Thursday, May 28, 2009

Neuropsychology: Language and Brain

Paul Broca (1861), a French surgeon, found that injuries to the third left frontal convolution results aphasia. This is called Motor aphasia or Broca’s aphasia. Its localization in one hemisphere of the brain indicated that the brain did not behave equipotentially. Carl Wernicke (1848-1904) presented cases in which patients had lesions of the superior posterior part of the left hemisphere and had trouble comprehending language (Wernicke’s aphasia). This resulted in the idea that component processes of language were localized. On the basis of Wernicke's observations, the modern doctrine of component process localization and disconnection syndromes was begun. This doctrine states that complex mental functions, such as language, represent the combined processing of a number of subcomponent processes represented in widely different areas of the brain.
Jean Baptiste Bouilland highlighted the importance of the frontal lobes to speech and argued that since, writing, drawing and painting are performed by the right hand, then the left hemisphere controls these functions. In 1870, Gustave Theodore Fritsch and Eduard Hitzig (German Physicians) discovered that the neo-cortex was not only exitable by electrical stimulation but also selectively excitable. They found that selective stimulation of the anterior part of the brain in dogs elicited movement of particular body parts. Goltz argued, if these areas are important, then their removal would abolish the behaviour. He decorticated (removed the outer part of the brain) the dogs. But the functions were not abolished, but reduced.
On the basis of Goltz’s findings, John Hughlings Jackson, a British Neurologist, suggested that nervous system consisted of a series of layers organized in functional hierarchy, with higher level layers (the cerebral cortex) controlling more complex aspects of behaviour, and lower structure (spinal cord, medulla and pons) allowing lower-level functions. Jackson’s work in the field of focal epilepsy also localized sensory and motor function to particular brain region.

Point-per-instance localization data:
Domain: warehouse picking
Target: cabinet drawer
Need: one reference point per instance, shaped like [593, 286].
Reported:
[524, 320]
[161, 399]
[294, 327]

◆ **Questions to answer**:
1. List every person named in the text on language and the brain.
2. Answer these from the text on language and the brain:
(a) What was Paul Broca's profession?
(b) In what year did Fritsch and Hitzig make their discovery about the neo-cortex?
(c) Which structures does Jackson's scheme place at the lower level?
3. Transcribe the text on language and the brain from "Paul Broca (1861), a" up to and including "of the brain.".

◆ **Written answers**:
1. Paul Broca, Carl Wernicke, Jean Baptiste Bouilland, Gustave Theodore Fritsch, Eduard Hitzig, Goltz, John Hughlings Jackson

2.
(a) Surgeon
(b) 1870
(c) Spinal cord, medulla and pons

3.
Paul Broca (1861), a French surgeon, found that injuries to the third left frontal convolution results aphasia. This is called Motor aphasia or Broca’s aphasia. Its localization in one hemisphere of the brain indicated that the brain did not behave equipotentially. Carl Wernicke (1848-1904) presented cases in which patients had lesions of the superior posterior part of the left hemisphere and had trouble comprehending language (Wernicke’s aphasia). This resulted in the idea that component processes of language were localized. On the basis of Wernicke's observations, the modern doctrine of component process localization and disconnection syndromes was begun. This doctrine states that complex mental functions, such as language, represent the combined processing of a number of subcomponent processes represented in widely different areas of the brain.